WHAT IS EXPECTED: Please write out, exactly as given, every line of the entries below up to and including the line with "Can you find the roof of".

-------- MATERIAL FOR THIS EXERCISE

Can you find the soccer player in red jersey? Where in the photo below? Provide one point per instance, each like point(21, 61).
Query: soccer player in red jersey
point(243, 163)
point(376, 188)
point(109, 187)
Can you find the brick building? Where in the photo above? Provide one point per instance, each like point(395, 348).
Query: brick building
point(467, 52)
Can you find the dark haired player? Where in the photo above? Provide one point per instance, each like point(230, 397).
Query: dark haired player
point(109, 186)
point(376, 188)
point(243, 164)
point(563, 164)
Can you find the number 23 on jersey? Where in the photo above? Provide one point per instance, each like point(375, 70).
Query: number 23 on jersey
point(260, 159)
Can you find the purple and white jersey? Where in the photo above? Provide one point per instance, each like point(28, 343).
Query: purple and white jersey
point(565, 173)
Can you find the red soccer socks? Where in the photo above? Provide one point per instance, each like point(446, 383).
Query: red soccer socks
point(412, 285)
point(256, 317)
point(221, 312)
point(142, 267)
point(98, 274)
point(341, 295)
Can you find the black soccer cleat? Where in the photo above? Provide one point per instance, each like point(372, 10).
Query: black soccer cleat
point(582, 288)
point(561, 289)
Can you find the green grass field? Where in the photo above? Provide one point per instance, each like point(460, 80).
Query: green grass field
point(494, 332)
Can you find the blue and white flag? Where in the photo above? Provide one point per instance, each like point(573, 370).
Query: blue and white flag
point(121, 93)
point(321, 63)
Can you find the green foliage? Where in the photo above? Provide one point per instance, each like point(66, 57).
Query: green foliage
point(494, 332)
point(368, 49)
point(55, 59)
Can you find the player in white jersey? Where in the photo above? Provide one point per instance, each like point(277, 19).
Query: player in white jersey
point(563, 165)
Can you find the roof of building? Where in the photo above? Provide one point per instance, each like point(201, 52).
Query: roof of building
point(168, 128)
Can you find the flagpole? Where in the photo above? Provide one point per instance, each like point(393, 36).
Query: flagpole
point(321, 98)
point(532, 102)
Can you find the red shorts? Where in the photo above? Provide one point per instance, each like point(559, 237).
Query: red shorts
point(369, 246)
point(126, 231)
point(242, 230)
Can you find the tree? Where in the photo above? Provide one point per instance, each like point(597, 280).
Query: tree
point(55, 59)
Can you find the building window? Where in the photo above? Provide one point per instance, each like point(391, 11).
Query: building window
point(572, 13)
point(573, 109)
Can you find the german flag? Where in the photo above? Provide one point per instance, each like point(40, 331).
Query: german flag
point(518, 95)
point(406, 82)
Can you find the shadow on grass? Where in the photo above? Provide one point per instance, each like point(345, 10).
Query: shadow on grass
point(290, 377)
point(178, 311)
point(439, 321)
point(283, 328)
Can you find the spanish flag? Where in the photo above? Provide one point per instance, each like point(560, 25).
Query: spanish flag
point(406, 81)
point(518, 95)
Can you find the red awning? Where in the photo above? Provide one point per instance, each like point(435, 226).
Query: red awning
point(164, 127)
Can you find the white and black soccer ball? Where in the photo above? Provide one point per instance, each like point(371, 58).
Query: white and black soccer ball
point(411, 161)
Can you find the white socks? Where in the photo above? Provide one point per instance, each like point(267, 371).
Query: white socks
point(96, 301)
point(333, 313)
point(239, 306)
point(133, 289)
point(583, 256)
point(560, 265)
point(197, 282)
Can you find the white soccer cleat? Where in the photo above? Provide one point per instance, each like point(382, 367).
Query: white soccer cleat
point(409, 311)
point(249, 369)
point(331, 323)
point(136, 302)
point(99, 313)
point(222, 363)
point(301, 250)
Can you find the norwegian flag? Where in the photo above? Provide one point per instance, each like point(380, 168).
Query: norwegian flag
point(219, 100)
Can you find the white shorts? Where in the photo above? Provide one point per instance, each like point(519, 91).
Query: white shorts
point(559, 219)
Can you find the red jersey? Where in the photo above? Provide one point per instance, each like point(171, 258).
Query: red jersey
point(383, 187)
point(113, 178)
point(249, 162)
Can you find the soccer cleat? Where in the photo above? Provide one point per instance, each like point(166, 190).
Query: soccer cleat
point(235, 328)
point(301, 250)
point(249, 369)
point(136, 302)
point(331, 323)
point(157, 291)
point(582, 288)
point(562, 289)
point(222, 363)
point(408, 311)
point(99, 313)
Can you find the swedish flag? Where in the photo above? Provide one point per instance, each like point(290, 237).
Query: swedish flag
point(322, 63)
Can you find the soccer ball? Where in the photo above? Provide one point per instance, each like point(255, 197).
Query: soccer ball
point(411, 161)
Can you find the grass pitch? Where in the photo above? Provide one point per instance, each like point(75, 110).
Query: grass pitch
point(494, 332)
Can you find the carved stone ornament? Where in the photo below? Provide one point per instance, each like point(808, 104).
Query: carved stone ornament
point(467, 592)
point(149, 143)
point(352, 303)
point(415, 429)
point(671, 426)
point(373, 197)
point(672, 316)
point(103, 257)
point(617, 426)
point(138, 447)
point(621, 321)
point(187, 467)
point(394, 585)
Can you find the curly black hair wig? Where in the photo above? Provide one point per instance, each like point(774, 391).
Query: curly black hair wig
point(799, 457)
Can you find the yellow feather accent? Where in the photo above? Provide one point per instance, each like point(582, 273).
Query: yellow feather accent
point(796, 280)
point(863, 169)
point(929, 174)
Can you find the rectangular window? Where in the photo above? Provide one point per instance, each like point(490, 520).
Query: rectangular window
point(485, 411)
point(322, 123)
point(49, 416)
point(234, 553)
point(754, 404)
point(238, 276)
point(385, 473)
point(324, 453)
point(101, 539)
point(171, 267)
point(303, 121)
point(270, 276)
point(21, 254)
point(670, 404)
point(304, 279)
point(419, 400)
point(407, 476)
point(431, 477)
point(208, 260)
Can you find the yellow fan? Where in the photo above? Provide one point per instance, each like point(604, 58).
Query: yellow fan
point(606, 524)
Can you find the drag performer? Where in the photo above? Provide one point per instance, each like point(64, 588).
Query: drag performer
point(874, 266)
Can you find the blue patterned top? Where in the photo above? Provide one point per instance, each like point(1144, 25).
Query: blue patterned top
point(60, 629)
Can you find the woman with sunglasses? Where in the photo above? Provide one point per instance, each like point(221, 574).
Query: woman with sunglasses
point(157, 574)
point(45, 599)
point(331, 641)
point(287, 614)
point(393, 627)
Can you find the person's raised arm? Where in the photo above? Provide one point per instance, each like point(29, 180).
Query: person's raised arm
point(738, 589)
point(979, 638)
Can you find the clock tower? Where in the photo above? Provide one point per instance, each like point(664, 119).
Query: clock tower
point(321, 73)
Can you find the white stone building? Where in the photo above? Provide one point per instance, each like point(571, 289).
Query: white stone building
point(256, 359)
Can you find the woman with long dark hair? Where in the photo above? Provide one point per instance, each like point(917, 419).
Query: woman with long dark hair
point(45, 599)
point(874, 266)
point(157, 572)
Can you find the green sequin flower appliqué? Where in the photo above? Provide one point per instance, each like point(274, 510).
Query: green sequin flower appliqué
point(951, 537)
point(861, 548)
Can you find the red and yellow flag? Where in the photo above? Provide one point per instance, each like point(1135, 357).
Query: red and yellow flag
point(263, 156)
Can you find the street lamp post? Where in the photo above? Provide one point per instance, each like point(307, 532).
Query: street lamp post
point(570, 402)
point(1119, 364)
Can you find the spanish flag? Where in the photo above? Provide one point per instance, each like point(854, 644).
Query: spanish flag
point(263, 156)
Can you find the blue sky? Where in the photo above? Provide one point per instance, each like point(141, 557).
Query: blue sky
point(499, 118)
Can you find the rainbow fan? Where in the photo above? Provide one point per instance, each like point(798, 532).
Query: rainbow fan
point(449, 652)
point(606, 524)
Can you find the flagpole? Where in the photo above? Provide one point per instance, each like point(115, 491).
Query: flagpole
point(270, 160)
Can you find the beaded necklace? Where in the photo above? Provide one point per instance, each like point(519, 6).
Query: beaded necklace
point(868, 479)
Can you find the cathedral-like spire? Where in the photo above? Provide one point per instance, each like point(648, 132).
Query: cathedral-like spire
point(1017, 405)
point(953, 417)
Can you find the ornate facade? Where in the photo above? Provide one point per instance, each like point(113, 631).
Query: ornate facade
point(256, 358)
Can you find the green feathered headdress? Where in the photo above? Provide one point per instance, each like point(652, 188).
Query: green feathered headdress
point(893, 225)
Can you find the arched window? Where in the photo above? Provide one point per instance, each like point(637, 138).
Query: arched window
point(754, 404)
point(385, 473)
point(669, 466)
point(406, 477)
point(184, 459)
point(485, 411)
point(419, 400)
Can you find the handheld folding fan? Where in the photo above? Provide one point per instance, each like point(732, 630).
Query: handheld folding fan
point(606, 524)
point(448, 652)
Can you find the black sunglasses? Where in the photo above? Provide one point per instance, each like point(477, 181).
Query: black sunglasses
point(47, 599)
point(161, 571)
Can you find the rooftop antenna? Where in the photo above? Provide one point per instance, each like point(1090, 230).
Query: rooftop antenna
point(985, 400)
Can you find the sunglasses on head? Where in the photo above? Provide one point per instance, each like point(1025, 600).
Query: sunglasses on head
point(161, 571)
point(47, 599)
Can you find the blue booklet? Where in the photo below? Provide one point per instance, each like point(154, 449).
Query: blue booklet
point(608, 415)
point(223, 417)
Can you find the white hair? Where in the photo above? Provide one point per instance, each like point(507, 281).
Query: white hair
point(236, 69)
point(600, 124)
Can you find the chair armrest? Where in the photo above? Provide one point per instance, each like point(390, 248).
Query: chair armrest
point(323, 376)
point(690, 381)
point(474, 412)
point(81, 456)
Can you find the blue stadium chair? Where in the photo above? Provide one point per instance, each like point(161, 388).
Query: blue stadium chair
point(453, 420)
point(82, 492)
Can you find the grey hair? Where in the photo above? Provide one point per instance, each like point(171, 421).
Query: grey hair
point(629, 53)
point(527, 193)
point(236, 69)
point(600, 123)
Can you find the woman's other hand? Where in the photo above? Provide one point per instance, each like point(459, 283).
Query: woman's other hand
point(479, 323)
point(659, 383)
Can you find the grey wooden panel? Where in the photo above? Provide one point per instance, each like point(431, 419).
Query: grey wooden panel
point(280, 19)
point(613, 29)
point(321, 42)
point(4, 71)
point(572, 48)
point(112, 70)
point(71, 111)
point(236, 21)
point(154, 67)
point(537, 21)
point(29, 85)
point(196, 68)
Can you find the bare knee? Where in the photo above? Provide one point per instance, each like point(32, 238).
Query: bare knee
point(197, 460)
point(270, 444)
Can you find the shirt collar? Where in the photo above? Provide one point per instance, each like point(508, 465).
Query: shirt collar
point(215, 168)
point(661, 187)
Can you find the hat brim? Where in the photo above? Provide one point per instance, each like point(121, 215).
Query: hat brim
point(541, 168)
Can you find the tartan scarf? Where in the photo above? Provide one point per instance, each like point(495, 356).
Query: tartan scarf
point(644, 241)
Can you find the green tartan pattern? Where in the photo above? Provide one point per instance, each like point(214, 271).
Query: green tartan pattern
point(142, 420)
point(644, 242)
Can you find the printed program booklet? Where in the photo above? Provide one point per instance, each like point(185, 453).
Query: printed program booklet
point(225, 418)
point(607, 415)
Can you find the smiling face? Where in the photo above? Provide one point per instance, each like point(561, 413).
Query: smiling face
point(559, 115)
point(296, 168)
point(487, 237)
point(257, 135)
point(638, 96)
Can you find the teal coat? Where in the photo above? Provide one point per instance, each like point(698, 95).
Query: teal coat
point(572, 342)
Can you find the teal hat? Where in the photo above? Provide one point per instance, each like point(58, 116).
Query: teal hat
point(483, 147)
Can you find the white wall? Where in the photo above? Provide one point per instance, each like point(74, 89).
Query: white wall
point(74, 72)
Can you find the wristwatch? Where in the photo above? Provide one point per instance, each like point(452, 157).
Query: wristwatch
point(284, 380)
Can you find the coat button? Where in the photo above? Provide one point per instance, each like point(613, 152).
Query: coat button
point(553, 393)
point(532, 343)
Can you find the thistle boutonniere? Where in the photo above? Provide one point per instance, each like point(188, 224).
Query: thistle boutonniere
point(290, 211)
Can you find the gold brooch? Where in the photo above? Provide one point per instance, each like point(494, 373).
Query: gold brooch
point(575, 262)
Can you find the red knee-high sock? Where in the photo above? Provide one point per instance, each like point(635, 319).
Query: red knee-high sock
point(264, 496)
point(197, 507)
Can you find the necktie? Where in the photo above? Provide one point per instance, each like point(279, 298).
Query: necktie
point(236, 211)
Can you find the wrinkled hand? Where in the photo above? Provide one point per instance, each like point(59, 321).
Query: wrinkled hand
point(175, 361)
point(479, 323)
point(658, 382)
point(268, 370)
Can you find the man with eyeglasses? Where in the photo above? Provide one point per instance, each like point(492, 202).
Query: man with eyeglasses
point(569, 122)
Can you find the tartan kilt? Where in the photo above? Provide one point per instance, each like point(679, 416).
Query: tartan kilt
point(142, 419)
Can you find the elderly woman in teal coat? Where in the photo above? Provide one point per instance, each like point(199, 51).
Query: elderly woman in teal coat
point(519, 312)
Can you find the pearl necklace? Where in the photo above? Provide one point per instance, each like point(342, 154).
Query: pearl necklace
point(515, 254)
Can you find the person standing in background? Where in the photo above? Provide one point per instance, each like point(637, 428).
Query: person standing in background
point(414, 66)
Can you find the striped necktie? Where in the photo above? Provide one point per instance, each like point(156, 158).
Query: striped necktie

----------------

SOLUTION FOR THIS TASK:
Can you find the soccer player in red jersey? Where in the photo below? Provide one point per instance, each like point(21, 61).
Query: soccer player in red jersey
point(243, 163)
point(376, 188)
point(109, 187)
Can you find the brick building? Where in the photo above? Provide one point per instance, each like point(395, 348).
Query: brick building
point(467, 52)
Can you find the dark haired player? Where in the photo above? Provide one point per instance, each like point(230, 397).
Query: dark haired player
point(109, 186)
point(376, 188)
point(243, 164)
point(563, 164)
Can you find the number 23 on jersey? Where in the photo above? Provide one point per instance, each like point(375, 70).
Query: number 23 on jersey
point(260, 159)
Can you find the purple and white jersey? Where in the photo above? Provide one point per instance, each like point(28, 343).
Query: purple and white jersey
point(565, 173)
Can you find the red soccer socks? Where in the photo above? Provide one point per instance, each like point(446, 383).
Query: red soccer socks
point(412, 285)
point(256, 317)
point(221, 312)
point(142, 267)
point(98, 274)
point(341, 295)
Can you find the black soccer cleat? Where in the photo above? Provide one point per instance, each like point(372, 10).
Query: black soccer cleat
point(582, 288)
point(561, 289)
Can you find the green grass field? Where in the photo above? Provide one point per instance, each like point(460, 80).
Query: green grass field
point(494, 332)
Can you find the blue and white flag? Where in the photo above? Provide one point per instance, each like point(573, 370).
Query: blue and white flag
point(121, 93)
point(321, 63)
Can you find the green foliage? Where in the photo above? Provide one point per instance, each like point(66, 57).
Query: green foliage
point(494, 332)
point(368, 49)
point(55, 59)
Can you find the player in white jersey? Where in the photo above? Provide one point per instance, each like point(277, 19).
Query: player in white jersey
point(563, 165)
Can you find the roof of building? Where in the photo above? Provide one point per instance, each like point(201, 52).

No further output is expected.